*Required work*
Reproduce every one of the following rows word for word, without altering a single character.

Rows drawn from a dataset:
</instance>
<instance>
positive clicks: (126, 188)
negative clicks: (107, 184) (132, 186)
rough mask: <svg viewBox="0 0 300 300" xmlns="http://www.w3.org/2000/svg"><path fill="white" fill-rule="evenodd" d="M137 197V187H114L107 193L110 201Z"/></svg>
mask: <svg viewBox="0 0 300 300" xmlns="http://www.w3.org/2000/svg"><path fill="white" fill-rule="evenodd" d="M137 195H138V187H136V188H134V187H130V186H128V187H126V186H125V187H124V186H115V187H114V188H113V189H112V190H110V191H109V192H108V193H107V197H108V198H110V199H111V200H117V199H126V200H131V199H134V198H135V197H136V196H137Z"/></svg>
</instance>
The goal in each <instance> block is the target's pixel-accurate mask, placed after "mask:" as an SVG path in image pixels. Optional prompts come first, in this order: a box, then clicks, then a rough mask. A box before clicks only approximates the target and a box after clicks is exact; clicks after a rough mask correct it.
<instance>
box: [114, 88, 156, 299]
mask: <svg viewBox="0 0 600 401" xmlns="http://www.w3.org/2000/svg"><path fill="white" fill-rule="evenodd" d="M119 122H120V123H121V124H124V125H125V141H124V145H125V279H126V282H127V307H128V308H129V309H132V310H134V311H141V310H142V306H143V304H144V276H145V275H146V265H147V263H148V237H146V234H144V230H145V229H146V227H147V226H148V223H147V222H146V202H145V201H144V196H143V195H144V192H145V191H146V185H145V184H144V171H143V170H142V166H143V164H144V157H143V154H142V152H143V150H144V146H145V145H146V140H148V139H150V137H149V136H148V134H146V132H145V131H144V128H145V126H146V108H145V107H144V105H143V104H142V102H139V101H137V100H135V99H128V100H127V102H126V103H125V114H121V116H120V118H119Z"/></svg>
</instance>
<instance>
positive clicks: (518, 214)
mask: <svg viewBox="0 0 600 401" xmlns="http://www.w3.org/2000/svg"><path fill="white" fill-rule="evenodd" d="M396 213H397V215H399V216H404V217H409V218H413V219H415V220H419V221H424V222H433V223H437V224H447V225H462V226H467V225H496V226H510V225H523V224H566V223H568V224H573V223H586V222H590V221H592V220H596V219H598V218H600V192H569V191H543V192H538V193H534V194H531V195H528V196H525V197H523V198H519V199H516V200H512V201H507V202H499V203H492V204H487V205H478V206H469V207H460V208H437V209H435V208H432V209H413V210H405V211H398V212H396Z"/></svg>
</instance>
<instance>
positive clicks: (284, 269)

*Completed exercise*
</instance>
<instance>
positive clicks: (126, 188)
negative clicks: (107, 184) (132, 186)
rough mask: <svg viewBox="0 0 300 300" xmlns="http://www.w3.org/2000/svg"><path fill="white" fill-rule="evenodd" d="M137 197V187H114L107 193L110 201Z"/></svg>
mask: <svg viewBox="0 0 300 300" xmlns="http://www.w3.org/2000/svg"><path fill="white" fill-rule="evenodd" d="M137 195H138V187H136V188H134V187H130V186H128V187H126V186H125V187H124V186H115V187H114V188H113V189H112V190H110V191H109V192H108V193H107V197H108V198H110V199H111V200H117V199H126V200H131V199H134V198H135V197H136V196H137Z"/></svg>
</instance>
The goal in each <instance> block is the target's pixel-accurate mask, placed after "mask:" as an SVG path in image pixels. Optional prompts come first, in this order: a box, then clicks, then a rough mask. A box before clicks only approximates the target and a box after clicks is exact; clicks after a rough mask correct it.
<instance>
box: [114, 88, 156, 299]
mask: <svg viewBox="0 0 600 401" xmlns="http://www.w3.org/2000/svg"><path fill="white" fill-rule="evenodd" d="M119 122H120V123H121V124H124V125H125V141H124V145H125V279H126V282H127V307H128V308H129V309H132V310H134V311H141V310H142V306H143V304H144V276H145V275H146V265H147V263H148V237H146V234H144V230H145V229H146V227H147V226H148V223H147V222H146V202H145V201H144V196H143V195H144V192H145V191H146V185H145V184H144V171H143V170H142V166H143V164H144V157H143V154H142V152H143V150H144V146H145V145H146V140H148V139H150V137H149V136H148V134H146V132H145V131H144V128H145V126H146V108H145V107H144V105H143V104H142V102H139V101H137V100H135V99H128V100H127V102H126V103H125V114H121V116H120V118H119Z"/></svg>
</instance>
<instance>
positive clicks: (518, 214)
mask: <svg viewBox="0 0 600 401" xmlns="http://www.w3.org/2000/svg"><path fill="white" fill-rule="evenodd" d="M396 213H397V215H399V216H404V217H409V218H413V219H415V220H419V221H424V222H433V223H437V224H447V225H462V226H467V225H496V226H510V225H523V224H566V223H568V224H573V223H586V222H590V221H592V220H596V219H598V218H600V192H569V191H543V192H538V193H534V194H531V195H528V196H525V197H523V198H519V199H516V200H512V201H507V202H499V203H492V204H487V205H478V206H469V207H460V208H437V209H435V208H432V209H413V210H405V211H398V212H396Z"/></svg>
</instance>
<instance>
positive clicks: (284, 269)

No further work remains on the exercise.